/---
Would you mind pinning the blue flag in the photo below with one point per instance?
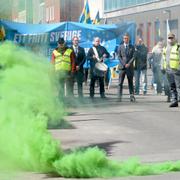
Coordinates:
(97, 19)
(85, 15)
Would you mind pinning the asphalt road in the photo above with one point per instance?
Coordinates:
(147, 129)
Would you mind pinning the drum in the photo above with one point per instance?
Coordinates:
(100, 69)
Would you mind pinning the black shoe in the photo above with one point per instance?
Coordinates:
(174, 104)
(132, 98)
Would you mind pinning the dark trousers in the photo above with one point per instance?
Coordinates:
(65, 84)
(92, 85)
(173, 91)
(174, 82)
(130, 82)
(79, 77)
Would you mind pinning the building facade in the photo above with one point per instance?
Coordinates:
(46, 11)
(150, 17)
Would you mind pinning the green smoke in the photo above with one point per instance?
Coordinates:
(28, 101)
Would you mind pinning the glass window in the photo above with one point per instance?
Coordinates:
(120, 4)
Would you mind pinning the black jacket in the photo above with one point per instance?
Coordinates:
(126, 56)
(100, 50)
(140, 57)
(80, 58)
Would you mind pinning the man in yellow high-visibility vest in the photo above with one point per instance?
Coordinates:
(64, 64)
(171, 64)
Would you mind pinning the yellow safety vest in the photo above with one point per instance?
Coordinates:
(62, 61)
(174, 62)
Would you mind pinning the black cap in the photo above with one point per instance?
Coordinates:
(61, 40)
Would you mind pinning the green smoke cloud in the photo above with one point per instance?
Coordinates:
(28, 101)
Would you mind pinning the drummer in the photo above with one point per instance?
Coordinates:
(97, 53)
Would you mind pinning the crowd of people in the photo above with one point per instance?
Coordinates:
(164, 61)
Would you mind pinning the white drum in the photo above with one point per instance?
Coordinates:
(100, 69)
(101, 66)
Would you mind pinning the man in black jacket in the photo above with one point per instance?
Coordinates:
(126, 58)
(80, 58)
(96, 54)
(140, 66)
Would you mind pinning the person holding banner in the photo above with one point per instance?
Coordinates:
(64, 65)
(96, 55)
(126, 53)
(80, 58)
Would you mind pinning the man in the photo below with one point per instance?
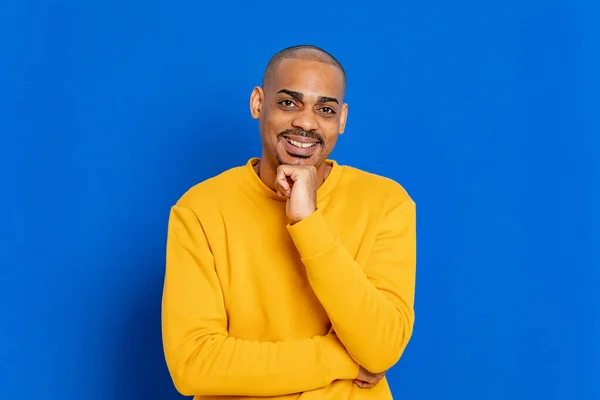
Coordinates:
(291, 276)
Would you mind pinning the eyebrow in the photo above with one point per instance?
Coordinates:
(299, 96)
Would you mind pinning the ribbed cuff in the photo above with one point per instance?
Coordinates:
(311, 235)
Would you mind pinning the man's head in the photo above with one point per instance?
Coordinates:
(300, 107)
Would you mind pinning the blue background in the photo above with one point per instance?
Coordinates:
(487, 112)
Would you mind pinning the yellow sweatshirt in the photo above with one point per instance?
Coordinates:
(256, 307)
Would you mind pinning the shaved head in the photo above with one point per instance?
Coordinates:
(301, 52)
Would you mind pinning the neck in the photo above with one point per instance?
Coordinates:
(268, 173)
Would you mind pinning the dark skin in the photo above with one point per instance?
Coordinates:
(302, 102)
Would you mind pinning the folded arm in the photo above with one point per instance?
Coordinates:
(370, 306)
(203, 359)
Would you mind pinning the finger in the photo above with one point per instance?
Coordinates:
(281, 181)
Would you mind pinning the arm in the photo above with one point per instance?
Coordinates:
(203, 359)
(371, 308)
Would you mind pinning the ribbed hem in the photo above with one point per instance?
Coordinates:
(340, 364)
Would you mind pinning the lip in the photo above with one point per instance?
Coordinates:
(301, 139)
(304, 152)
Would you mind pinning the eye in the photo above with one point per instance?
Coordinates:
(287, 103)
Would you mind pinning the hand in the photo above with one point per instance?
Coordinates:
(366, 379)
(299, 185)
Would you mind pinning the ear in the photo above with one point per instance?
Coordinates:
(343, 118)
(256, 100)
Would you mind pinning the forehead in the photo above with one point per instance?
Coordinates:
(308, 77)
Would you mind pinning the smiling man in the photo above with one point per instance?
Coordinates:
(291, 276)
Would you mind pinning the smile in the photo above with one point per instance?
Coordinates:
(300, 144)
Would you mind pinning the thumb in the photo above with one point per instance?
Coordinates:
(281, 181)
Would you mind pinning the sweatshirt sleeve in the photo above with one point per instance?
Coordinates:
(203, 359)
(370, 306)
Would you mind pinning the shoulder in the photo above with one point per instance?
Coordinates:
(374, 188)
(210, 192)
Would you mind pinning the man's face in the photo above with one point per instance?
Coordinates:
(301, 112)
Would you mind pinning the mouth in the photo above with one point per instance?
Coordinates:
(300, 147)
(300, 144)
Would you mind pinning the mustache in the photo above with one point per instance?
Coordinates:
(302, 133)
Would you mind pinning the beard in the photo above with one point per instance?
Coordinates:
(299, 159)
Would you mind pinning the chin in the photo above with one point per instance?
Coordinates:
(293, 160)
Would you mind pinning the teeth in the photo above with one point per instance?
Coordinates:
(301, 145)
\---
/---
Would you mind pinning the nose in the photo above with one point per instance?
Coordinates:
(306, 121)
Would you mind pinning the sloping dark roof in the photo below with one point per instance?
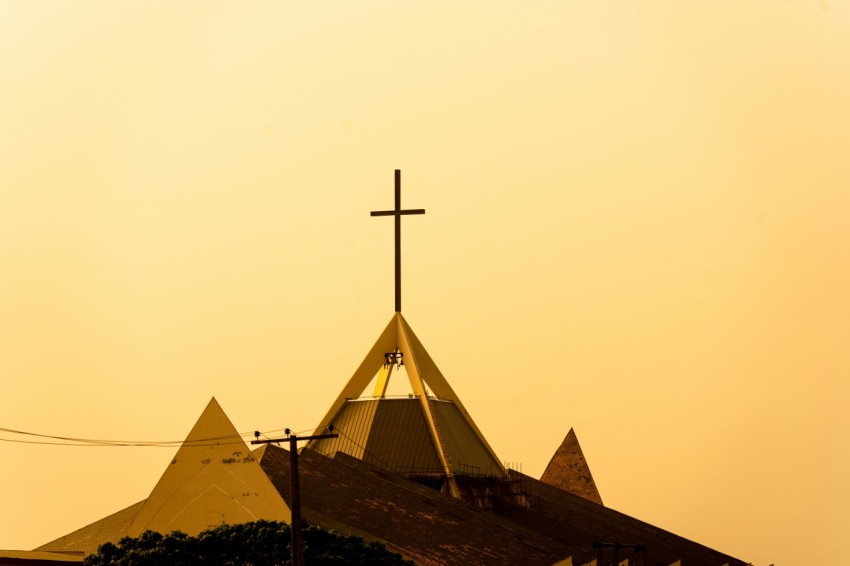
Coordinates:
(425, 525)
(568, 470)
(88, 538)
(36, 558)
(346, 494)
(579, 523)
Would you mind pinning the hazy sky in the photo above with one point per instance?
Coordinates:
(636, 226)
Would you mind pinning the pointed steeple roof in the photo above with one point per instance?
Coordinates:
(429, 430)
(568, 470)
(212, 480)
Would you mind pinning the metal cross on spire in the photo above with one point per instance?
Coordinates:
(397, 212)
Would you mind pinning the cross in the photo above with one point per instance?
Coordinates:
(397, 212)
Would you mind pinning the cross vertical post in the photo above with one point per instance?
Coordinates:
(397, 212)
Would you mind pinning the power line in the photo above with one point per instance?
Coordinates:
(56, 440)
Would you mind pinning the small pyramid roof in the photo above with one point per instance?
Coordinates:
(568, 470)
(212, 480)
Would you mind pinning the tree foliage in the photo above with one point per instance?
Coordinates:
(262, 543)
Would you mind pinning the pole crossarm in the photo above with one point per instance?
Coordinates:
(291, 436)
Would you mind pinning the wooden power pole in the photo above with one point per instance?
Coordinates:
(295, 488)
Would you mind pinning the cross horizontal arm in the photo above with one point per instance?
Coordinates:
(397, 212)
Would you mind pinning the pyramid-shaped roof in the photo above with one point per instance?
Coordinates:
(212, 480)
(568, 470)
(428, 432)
\---
▶ [EXERCISE REQUIREMENTS]: What lines above hold the word "jacket"? Pull each one out.

▶ [EXPECTED OUTPUT]:
Would you mind pinning the black jacket in the photo above with one point per instance?
Would you mind pinning the man in black jacket in the photo above with one point per instance?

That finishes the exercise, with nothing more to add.